(Data shown)

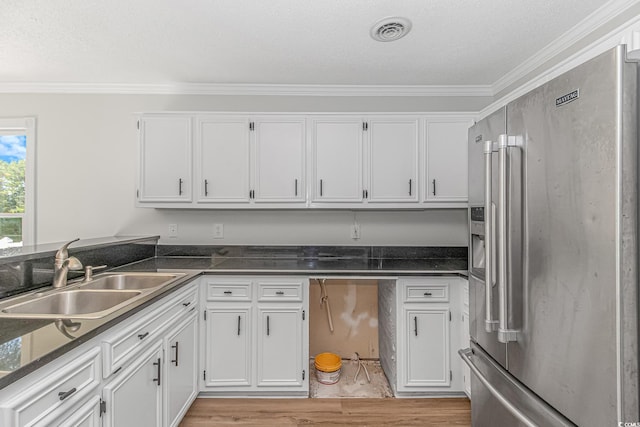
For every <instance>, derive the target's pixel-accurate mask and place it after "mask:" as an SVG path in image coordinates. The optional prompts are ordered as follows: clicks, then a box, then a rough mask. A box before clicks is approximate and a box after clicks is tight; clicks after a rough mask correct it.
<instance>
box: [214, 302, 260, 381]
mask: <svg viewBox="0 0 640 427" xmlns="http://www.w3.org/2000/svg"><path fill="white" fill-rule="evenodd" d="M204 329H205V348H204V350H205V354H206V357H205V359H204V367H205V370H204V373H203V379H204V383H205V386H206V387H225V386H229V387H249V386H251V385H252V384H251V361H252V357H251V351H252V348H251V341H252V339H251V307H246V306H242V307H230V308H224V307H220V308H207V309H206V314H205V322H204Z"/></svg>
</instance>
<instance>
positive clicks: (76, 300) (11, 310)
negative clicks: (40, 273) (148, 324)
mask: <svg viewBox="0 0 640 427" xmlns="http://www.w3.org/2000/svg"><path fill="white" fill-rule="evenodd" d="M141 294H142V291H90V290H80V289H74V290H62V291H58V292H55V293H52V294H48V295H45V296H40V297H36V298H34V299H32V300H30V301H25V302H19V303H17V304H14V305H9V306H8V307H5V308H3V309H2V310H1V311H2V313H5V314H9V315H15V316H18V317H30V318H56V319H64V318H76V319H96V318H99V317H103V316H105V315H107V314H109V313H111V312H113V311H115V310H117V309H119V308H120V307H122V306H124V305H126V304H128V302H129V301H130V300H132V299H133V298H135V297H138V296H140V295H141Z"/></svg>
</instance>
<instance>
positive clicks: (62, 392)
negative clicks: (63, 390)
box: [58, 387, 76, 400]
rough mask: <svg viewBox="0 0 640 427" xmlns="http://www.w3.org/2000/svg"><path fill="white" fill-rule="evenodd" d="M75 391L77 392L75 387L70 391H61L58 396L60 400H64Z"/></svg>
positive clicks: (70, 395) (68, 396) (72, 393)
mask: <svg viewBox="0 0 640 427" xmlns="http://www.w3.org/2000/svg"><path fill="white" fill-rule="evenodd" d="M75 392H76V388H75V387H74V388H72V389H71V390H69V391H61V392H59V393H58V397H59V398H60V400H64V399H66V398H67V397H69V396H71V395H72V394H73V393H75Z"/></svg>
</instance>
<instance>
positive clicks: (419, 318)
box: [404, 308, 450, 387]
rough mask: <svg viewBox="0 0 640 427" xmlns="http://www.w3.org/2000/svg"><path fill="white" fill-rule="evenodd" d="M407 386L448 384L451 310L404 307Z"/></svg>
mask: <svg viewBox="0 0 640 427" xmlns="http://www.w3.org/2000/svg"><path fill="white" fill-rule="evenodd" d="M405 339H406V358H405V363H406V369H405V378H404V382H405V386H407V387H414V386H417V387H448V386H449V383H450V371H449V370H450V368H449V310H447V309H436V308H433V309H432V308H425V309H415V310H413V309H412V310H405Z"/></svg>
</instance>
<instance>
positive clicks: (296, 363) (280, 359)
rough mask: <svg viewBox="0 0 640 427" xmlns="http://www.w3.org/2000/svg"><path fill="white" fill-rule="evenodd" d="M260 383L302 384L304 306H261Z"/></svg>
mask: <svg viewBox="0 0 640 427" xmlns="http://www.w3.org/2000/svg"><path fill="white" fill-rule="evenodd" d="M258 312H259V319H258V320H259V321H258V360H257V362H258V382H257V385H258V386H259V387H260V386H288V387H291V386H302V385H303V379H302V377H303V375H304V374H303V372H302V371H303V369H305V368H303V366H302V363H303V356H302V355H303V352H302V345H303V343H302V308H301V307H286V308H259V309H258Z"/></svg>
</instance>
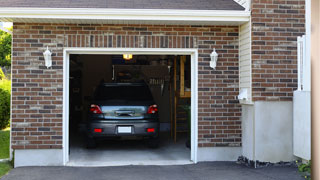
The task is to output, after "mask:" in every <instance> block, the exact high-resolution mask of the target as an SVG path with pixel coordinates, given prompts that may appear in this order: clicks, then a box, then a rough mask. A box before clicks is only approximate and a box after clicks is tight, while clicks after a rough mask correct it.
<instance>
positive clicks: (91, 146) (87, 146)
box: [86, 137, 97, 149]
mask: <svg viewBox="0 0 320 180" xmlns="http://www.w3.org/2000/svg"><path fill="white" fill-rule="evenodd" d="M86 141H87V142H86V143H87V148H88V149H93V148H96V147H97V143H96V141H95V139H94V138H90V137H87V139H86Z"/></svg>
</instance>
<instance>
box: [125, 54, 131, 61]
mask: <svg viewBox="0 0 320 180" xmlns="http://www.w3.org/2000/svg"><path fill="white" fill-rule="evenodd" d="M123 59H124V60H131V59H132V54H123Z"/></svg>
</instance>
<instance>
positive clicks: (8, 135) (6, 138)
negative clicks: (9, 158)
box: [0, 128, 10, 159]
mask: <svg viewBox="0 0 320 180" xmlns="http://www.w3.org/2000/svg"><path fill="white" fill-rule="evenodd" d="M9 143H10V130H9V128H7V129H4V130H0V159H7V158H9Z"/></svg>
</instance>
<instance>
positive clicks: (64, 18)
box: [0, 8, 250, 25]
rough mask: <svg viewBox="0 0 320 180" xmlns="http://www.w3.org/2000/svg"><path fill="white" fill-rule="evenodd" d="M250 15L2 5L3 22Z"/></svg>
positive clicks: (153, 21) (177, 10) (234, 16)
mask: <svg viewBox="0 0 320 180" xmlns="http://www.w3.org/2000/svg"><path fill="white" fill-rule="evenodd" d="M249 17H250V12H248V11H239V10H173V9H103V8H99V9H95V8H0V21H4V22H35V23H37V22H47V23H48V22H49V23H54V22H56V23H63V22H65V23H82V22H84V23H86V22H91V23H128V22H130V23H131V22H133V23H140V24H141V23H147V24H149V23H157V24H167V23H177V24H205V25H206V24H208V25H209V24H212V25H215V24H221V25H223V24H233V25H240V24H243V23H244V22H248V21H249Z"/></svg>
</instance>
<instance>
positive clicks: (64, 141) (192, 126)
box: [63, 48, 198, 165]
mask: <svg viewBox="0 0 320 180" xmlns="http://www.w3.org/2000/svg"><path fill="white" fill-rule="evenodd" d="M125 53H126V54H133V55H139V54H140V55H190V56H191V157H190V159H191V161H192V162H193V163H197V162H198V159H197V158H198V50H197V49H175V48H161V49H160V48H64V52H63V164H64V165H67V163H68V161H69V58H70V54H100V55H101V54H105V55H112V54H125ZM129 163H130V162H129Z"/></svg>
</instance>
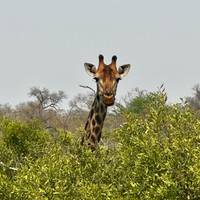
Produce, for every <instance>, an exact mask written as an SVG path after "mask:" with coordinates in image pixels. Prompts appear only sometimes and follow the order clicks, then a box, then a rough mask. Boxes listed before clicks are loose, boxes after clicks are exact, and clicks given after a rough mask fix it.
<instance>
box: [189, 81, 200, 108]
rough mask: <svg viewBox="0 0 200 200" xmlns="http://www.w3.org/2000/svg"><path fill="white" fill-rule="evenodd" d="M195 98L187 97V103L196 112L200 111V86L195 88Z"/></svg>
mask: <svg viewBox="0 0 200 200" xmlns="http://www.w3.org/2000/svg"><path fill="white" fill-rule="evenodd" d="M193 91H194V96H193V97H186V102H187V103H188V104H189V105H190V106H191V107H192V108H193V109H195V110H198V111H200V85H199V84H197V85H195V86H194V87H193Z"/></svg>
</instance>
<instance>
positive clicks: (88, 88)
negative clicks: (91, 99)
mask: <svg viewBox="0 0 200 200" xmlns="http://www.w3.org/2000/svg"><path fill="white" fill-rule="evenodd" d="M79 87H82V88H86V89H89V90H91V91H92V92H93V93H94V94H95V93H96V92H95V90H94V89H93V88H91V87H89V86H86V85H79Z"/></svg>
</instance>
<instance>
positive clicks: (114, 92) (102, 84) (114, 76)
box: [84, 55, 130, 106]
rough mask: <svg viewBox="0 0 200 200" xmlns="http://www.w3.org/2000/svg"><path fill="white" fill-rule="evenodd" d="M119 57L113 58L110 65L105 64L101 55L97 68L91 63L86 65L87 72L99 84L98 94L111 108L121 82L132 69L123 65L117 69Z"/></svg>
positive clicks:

(End Data shown)

Find the line containing "57L113 58L110 65L105", then output it and every line after it to the end of the data, exactly.

rough mask: <svg viewBox="0 0 200 200" xmlns="http://www.w3.org/2000/svg"><path fill="white" fill-rule="evenodd" d="M119 57L113 58L110 65L105 64L101 55L97 68L91 63L86 65L87 72L99 84L98 94L111 108L121 82L132 69L123 65L117 69Z"/></svg>
positive clicks:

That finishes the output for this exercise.